Start of Records supplied

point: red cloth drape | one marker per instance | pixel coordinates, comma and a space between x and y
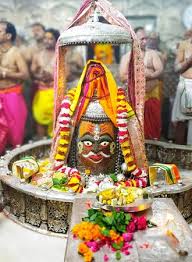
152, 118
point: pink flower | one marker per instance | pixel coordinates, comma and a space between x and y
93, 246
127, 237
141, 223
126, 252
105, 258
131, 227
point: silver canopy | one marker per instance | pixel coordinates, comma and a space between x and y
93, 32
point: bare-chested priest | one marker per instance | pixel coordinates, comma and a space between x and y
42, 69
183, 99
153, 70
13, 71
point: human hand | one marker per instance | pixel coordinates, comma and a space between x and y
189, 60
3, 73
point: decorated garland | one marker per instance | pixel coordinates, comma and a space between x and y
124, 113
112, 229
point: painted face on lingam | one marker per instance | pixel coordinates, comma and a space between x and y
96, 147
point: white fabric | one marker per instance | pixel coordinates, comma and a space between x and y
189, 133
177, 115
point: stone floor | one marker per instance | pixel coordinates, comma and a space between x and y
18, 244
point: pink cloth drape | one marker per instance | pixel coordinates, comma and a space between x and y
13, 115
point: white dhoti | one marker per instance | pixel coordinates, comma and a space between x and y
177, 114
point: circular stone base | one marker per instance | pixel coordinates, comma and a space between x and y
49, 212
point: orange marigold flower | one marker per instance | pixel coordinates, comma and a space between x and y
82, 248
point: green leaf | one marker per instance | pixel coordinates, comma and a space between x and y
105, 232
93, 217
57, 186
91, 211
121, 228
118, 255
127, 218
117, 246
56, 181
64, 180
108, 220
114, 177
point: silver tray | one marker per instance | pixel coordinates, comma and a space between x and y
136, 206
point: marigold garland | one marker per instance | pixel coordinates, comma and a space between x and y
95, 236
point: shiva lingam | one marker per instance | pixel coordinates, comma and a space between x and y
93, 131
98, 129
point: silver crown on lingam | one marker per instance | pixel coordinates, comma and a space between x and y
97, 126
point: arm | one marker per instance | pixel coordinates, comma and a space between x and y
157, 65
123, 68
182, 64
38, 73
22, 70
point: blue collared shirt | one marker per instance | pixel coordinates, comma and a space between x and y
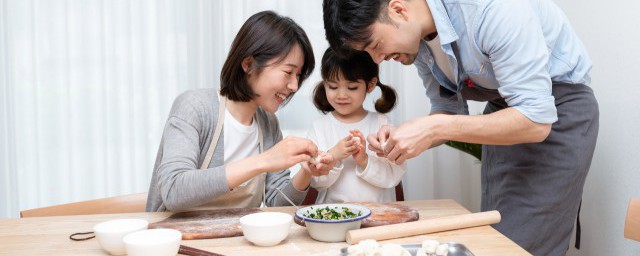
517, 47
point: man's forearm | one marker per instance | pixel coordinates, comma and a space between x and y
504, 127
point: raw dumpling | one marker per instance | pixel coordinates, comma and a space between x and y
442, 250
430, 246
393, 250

End of Records supplied
Start of Records supplied

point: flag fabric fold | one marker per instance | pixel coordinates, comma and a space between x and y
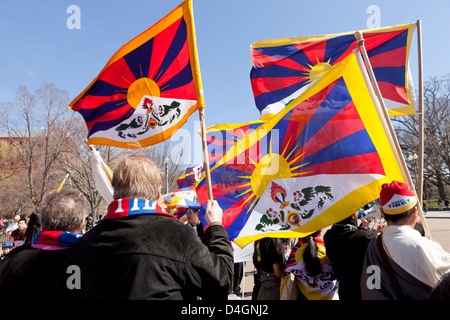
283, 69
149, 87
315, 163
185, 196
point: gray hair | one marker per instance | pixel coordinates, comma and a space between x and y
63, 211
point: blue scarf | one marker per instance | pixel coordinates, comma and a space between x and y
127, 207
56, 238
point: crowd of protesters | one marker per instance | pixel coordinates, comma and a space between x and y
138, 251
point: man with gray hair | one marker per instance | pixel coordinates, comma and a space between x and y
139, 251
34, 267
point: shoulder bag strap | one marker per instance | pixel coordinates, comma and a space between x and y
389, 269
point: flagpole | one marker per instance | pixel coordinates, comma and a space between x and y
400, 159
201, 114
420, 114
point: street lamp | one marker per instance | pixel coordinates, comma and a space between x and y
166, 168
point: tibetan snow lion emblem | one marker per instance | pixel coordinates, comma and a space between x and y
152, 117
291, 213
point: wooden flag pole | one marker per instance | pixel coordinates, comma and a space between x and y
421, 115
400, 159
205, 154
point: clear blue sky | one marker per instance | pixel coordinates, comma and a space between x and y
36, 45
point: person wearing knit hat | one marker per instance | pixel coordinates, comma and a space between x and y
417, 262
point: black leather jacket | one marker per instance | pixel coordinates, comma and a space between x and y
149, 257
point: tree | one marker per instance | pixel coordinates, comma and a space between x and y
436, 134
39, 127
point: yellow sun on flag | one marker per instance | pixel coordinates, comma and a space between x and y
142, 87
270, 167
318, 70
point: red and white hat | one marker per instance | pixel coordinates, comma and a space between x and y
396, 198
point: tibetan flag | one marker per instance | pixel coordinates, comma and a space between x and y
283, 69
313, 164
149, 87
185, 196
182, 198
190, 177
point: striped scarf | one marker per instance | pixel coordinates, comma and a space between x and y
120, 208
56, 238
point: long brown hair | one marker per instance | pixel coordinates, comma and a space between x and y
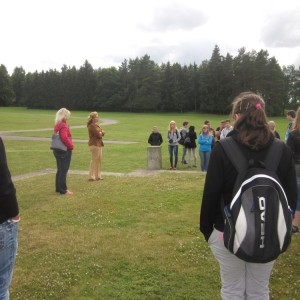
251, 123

End of Records supplied

[To be done]
How many lines in the items above contain the string "scarf"? Case counts, and the reply should be the number alone.

[Result for this task]
2